Page text >>
[Start]

- Venue: Les Invalides
- Dates: 29 - 31 August 2024
- Competitors: 11 from 8 nations

Medalists
- 1st place, gold medalist(s):  / Chen Minyi / China
- 2nd place, silver medalist(s):  / Šárka Musilová / Czech Republic
- 3rd place, bronze medalist(s):  / Tereza Brandtlová / Czech Republic

= Archery at the 2024 Summer Paralympics – Women's individual W1 =

The women's individual W1 archery discipline at the 2024 Summer Paralympics was contested from 29 to 31 August at Les Invalides, Paris.

== Format==

In the ranking round each archer shoots 72 arrows, and is seeded according to score. In the knock-out stages each archer shoots three arrows per set against an opponent, the scores being aggregated. Losing semifinalists compete in a bronze medal match. As the field contained 11 archers, the five highest ranked archers will proceed directly to the quarter-final round; the remaining six will enter in the Round of 16.

===Classification===
Athletes in the W1 category usually have an impairment in the top and bottom halves of their bodies, torso and at least three limbs.

[End]

Task requirements >>
1. Answer these from the archery article:
(a) How many arrows does each archer shoot in the ranking round?
(b) Who won the silver medal, and for which country?
(c) How many archers went straight to the quarter-final round?
2. Write the next part of the archery article on the women's individual W1 event, picking up after its last sentence.

Record extracts >>

[Start]

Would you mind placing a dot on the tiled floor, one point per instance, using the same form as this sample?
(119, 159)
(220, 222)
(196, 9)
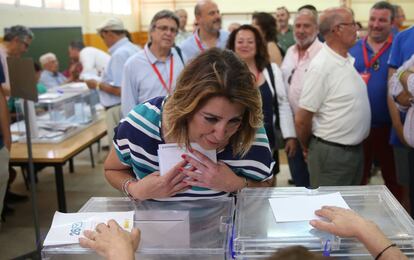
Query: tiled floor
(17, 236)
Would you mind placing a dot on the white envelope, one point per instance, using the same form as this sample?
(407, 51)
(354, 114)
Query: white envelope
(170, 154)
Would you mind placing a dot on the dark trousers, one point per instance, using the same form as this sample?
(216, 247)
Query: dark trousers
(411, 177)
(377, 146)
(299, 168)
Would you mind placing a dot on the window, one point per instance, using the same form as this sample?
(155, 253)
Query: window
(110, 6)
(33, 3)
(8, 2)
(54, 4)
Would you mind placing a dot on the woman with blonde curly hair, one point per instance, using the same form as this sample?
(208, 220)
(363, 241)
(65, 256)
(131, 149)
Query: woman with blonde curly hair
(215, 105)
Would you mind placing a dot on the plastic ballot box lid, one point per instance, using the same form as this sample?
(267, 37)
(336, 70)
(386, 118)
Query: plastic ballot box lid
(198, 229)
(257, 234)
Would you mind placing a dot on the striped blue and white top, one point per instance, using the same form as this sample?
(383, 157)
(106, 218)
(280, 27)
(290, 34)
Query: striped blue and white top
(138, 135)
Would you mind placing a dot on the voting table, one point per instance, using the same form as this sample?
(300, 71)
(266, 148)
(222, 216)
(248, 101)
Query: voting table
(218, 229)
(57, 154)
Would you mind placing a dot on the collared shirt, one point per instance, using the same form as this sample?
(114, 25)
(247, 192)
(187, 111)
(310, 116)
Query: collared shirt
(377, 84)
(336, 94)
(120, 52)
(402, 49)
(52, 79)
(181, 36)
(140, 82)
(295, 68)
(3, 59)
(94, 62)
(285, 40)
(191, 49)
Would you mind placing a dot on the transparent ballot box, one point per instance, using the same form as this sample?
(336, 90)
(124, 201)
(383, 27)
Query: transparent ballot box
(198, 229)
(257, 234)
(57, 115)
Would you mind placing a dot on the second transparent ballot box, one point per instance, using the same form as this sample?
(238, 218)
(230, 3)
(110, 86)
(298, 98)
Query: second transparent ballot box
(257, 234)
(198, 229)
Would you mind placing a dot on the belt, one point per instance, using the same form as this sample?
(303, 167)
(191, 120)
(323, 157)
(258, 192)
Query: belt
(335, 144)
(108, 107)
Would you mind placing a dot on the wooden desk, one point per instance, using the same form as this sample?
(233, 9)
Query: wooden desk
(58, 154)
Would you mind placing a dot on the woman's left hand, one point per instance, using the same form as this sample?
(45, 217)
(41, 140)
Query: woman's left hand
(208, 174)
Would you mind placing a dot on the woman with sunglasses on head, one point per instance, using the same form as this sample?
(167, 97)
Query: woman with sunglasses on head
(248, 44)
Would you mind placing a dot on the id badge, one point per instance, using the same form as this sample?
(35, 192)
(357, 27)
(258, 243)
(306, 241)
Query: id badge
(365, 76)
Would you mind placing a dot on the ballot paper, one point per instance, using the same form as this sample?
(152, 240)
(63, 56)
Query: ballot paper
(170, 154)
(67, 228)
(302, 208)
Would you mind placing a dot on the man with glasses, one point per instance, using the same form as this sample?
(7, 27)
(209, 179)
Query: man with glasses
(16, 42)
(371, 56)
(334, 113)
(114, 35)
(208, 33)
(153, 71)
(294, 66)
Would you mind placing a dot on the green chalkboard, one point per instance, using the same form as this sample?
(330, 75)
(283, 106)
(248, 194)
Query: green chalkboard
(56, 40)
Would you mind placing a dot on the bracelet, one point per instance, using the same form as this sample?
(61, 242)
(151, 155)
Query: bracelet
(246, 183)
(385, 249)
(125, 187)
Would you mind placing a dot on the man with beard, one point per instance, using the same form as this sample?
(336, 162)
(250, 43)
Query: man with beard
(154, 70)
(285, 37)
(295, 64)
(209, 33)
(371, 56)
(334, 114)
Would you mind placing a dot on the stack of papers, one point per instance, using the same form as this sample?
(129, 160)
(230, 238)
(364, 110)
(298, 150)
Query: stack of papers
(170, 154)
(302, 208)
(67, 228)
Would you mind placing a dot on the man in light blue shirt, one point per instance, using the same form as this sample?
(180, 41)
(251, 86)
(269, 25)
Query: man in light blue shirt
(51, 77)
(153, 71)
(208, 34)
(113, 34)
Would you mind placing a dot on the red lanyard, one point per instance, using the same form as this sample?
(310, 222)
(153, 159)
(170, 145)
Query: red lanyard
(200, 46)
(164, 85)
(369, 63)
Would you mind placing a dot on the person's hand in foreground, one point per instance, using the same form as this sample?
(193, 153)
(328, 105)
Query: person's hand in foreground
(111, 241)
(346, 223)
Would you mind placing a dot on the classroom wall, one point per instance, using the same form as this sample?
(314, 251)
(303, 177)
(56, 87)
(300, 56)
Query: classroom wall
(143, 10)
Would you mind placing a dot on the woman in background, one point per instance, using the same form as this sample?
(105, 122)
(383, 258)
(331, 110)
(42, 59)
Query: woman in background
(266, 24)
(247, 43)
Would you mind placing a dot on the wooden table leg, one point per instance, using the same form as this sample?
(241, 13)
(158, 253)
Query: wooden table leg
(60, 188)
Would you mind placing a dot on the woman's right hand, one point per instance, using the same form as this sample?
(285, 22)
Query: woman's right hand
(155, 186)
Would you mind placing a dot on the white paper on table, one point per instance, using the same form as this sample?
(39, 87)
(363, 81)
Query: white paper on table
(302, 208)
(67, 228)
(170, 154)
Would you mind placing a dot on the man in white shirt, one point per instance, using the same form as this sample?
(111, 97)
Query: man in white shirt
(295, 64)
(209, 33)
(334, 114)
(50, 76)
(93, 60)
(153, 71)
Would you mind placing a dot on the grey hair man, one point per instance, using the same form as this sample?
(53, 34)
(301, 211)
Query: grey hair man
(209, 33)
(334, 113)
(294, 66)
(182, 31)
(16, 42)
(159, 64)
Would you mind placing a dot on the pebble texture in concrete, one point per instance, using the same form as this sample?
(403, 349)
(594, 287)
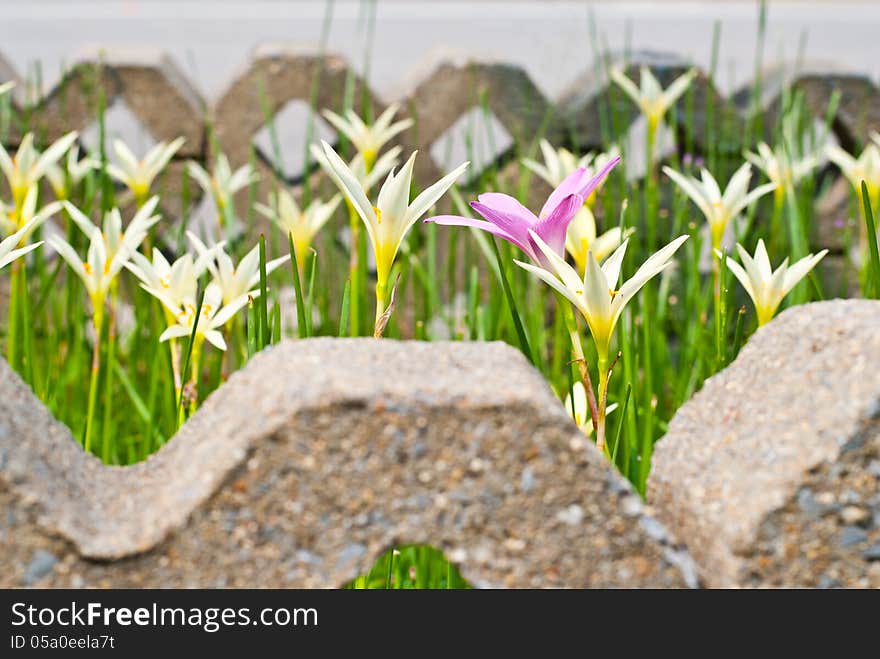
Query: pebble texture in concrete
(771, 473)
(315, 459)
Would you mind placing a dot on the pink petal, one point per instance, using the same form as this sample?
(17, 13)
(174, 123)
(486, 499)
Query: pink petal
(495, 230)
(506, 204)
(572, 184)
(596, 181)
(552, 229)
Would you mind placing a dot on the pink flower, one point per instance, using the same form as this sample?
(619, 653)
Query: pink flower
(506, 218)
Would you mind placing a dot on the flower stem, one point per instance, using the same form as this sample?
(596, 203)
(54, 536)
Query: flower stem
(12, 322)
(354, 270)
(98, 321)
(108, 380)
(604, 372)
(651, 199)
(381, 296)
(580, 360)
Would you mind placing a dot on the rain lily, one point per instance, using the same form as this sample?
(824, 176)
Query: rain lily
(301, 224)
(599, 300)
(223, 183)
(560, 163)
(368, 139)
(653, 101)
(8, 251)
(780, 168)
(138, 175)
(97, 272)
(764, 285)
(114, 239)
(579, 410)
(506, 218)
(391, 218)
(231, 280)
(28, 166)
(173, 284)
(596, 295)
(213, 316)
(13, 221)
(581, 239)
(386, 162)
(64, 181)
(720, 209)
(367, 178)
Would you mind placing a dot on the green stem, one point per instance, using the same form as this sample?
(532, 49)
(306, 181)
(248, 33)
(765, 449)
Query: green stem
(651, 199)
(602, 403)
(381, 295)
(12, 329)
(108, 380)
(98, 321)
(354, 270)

[End]

The replies >>
1.
(a) 72 arrows
(b) Šárka Musilová, Czech Republic
(c) Five

2.
Para archers in the W1 category may use either a recurve or a compound bow with limitations on draw weight, a restriction on magnified sights and other changes to the standard rules. The rules for targets, competition and matchplay for W1 archers are largely the same as for compound archers.

== Records ==
72 Arrow Ranking Round:

Šárka Musilová broke the World and Paralympic record during the event scoring 659.

15 Arrow Knockout Round:

| World record | Jessica Stretton (GBR) | 657 | Beijing, China | 17 September 2014 |
| Paralympic record | Chen Minyi (CHN) | 640 | Tokyo, Japan | 27 August 2021 |

| World record | Jo Frith (GBR) | 144 | Shropshire, United Kingdom | 2 June 2016 |
| Paralympic record | Chen Minyi (CHN) | 142 | Tokyo, Japan | 1 September 2021 |

==Ranking round==
The ranking round of the Women's individual W1 event was held on 29 August. The top five archers received a bye to the Quarterfinals.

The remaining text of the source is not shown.